Data listing:
*****

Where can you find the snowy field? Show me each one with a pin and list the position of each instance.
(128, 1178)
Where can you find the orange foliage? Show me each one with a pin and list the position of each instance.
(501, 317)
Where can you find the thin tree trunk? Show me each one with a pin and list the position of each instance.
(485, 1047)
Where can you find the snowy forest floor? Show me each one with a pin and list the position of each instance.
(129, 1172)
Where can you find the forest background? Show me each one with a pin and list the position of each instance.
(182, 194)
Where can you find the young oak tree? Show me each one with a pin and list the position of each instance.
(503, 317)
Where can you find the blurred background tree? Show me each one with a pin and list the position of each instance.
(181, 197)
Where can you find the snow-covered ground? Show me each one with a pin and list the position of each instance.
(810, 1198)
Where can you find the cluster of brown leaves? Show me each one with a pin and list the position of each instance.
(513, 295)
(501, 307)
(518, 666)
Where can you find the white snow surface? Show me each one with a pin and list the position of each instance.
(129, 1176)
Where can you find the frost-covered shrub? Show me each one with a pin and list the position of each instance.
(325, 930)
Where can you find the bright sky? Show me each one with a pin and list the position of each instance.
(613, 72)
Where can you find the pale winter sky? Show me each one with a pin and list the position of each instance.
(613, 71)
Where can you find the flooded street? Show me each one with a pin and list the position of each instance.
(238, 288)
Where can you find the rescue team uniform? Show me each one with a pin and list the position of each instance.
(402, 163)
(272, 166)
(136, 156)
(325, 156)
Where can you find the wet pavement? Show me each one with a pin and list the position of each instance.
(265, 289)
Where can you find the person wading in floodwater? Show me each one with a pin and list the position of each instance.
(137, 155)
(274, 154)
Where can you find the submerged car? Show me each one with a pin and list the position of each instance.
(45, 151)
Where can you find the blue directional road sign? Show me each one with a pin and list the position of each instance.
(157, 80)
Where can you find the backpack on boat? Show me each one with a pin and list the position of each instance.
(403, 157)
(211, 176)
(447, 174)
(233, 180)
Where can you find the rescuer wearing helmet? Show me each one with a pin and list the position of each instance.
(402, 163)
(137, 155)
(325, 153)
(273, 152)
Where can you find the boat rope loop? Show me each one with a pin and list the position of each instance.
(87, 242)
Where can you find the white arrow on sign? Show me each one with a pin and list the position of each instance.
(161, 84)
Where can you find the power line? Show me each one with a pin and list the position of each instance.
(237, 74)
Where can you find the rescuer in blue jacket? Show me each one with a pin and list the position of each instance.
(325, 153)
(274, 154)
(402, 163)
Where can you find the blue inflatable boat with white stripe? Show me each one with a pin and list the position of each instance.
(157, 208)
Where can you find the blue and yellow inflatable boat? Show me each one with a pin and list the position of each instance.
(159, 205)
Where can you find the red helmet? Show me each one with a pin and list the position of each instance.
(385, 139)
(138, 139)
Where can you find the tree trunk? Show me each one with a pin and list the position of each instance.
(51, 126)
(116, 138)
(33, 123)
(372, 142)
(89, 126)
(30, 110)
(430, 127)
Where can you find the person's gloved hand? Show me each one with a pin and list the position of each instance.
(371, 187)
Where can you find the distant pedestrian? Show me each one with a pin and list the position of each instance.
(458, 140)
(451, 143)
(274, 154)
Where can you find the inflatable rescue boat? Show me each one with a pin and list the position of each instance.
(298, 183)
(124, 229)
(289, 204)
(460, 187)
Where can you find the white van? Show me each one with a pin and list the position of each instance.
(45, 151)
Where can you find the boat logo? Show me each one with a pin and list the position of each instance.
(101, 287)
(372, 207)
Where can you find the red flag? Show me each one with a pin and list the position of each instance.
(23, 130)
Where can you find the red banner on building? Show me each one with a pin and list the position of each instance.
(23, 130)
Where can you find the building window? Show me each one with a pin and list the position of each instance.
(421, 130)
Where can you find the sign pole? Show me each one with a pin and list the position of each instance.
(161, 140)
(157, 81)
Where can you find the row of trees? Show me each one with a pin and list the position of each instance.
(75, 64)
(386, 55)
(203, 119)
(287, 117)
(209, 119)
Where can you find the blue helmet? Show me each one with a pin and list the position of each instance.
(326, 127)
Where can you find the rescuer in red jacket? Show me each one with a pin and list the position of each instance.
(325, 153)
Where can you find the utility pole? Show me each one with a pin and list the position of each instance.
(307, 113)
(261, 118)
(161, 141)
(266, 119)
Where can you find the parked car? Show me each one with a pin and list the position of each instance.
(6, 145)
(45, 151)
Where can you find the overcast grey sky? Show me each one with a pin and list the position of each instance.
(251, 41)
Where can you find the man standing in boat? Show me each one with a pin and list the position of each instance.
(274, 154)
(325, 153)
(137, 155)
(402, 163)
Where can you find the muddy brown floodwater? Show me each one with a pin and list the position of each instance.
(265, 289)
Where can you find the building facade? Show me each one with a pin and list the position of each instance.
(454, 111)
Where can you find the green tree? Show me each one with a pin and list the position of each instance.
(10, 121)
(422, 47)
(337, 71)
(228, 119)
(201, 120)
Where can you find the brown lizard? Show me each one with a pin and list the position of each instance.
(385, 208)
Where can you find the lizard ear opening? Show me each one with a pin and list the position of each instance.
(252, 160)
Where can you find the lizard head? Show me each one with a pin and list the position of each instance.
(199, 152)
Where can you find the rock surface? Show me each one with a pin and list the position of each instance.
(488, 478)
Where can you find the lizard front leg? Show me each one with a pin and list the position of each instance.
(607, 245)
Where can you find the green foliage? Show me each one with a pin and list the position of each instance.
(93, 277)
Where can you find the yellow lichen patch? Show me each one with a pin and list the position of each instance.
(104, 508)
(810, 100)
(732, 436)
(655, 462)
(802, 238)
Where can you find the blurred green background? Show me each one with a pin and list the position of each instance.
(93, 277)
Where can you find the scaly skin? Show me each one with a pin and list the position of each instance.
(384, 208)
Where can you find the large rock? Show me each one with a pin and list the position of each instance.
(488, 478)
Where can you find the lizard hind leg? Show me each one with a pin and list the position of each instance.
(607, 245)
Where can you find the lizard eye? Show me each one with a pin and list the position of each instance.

*****

Given problem
Return all of the data exactly as it reads.

Task response
Where can you find the snowy field? Show me each one with a pin and list the position of each instance.
(128, 1178)
Where can you find the orange foliage? Show me each one with a pin and list the position of each instance.
(501, 317)
Where can you find the thin tree trunk? Show me each one with a pin and list the position of each instance.
(485, 1047)
Where can you find the snowy forest floor? Show me each one with a pin and list the position of each instance.
(129, 1172)
Where can you find the forest background? Show me each one with a pin and list the position of each instance.
(182, 194)
Where can you find the young oak tree? Show me each one with a pin and list the position of each instance.
(503, 317)
Where can you find the blurred background tree? Show me each one with a pin and list the position of each instance.
(181, 197)
Where can you find the snow-covered ground? Show me each one with a pin and list the position of each instance.
(810, 1198)
Where can you find the cluster of brown leaves? Show me each one with a pin and list the position of each instance.
(513, 295)
(501, 307)
(518, 666)
Where can you find the white snow surface? Show me each one with a pin and list the position of each instance.
(129, 1176)
Where can you find the frost-covered shrub? Show me each one with a pin and list the position of each instance.
(325, 930)
Where can you find the bright sky? Show me each one with a pin and list the position of each instance.
(613, 72)
Where can you find the pale winter sky? Show me each one with a pin and list the position of each instance.
(613, 71)
Where can you find the flooded street? Show me each one with a pin and list the position of each instance.
(238, 288)
Where can you find the rescue team uniform? Show me each one with a pin and list the position of each instance.
(402, 163)
(272, 166)
(136, 156)
(325, 156)
Where can you find the wet pavement? Show me each one with a pin and list the position of each instance.
(265, 289)
Where can you find the person wading in floodwater? Show me each one with a pin and list the position of each instance.
(137, 155)
(274, 154)
Where can you find the submerged car? Show me each one with a pin and list the position of each instance.
(45, 151)
Where can you find the blue directional road sign? Show me each one with a pin and list the position of each instance.
(157, 80)
Where can you find the backpack on boat? Show me each one with a pin and list the position of each instance.
(403, 157)
(211, 176)
(447, 174)
(233, 180)
Where can you find the rescuer wearing helmet? Show me each one with a pin and list the position of each instance.
(402, 163)
(137, 155)
(325, 153)
(273, 152)
Where can you find the boat rope loop? Show me each one with a pin and list the position of each instance.
(87, 242)
Where can you find the white arrow on sign? Show me each one with a pin and list the position of each instance.
(161, 84)
Where can you find the power line? Show me each one with a pin and list the position of each instance.
(237, 74)
Where can you find the rescuer in blue jacket? Show me each one with a pin and list the position of each instance.
(325, 153)
(274, 154)
(402, 163)
Where can you find the blue inflatable boat with white stripe? Show me each one with a pin and list the position of each instance.
(157, 208)
Where can you find the blue and yellow inflatable boat? Show me each one with a pin and list the position of each instance.
(159, 205)
Where can you find the red helmet? Show me each one with a pin and list the position of each instance.
(385, 139)
(138, 139)
Where can you find the tree trunk? Show me each one with a pin and list the position of each instance.
(51, 126)
(116, 138)
(33, 123)
(372, 142)
(89, 126)
(30, 110)
(430, 127)
Where can you find the person's gloved hand? Show me each one with a pin and list the position of each instance.
(371, 187)
Where can you find the distant pedestrian? Show me each one with a pin and list the position of each instance.
(458, 140)
(451, 143)
(274, 154)
Where can you find the inflatable rescue boat? Show me each one with a pin and list the position of each instance.
(298, 183)
(124, 229)
(289, 204)
(460, 187)
Where can you find the white van? Show me each one with a pin and list the position of each instance.
(45, 151)
Where can you find the boat logo? Show me each one with a pin and list the position of each instance.
(101, 287)
(372, 207)
Where can you find the red flag? Show me each one with a pin and list the position of each instance.
(23, 130)
Where can you find the red banner on building? Show me each one with a pin and list the position of each instance.
(23, 130)
Where can you find the building window? Show me each one with a pin and list the position of each instance.
(421, 130)
Where can you find the sign pole? Show me each one with a pin and list the position of each instance.
(161, 140)
(157, 81)
Where can you find the row of trees? Show me each one with a pin and list the position of each instance.
(75, 64)
(386, 55)
(203, 119)
(287, 117)
(209, 119)
Where can you find the blue helmet? Show me each one with a pin and list the position of each instance.
(326, 127)
Where can you find the rescuer in red jacket? Show me each one with a pin and list the position of each instance.
(325, 153)
Where can you find the utility pole? Show me each one with a pin and list the position of each instance.
(307, 113)
(261, 118)
(161, 141)
(266, 119)
Where can you find the parked car? Show me each one with a pin and list the position of each instance.
(6, 145)
(45, 151)
Where can you find the overcast grey sky? Show me each one with a pin and list the position of each instance.
(251, 41)
Where can you find the man standing in boat? Show me each one with a pin and list the position of each instance.
(274, 154)
(325, 153)
(137, 155)
(402, 163)
Where can you find the muddy brown floodwater? Show me each one with a pin and list the position of each instance.
(265, 289)
Where can you find the building facade? Show me each one with a pin and list the position of each instance.
(454, 111)
Where can you find the green tree? Show me each one with a pin and list the position of each instance.
(10, 121)
(422, 47)
(337, 71)
(228, 119)
(201, 120)
Where can you find the brown lizard? Show me each one with a pin and list the position of each instance.
(385, 208)
Where can you find the lizard ear opening? Show me each one with a pin and list the position of each instance.
(252, 160)
Where can you find the lizard head? Show me each one with a pin and list the position of each instance.
(199, 152)
Where can you find the rock surface? Show me each one with a pin and list the position of each instance.
(488, 478)
Where can you find the lizard front leg? Show me each one with a pin and list the position of each instance.
(607, 245)
Where can you find the green foliage? Show me each one with a pin and list the position of each instance.
(93, 277)
Where can you find the yellow lichen patch? Show me each one with a pin and list the position of each instance.
(104, 508)
(810, 100)
(732, 436)
(655, 462)
(802, 238)
Where can you find the blurred green background? Show me each one with a pin and list the position of each instance.
(93, 277)
Where can you find the scaly skin? Show me each one with a pin and list the position of each instance.
(384, 208)
Where can you find the large rock? Show me each one with a pin and list the position of each instance.
(488, 478)
Where can you find the lizard hind leg? Show me each one with a pin and list the position of each instance.
(607, 245)
Where can you find the lizard eye? Show me each one with a pin and list the position of each instance.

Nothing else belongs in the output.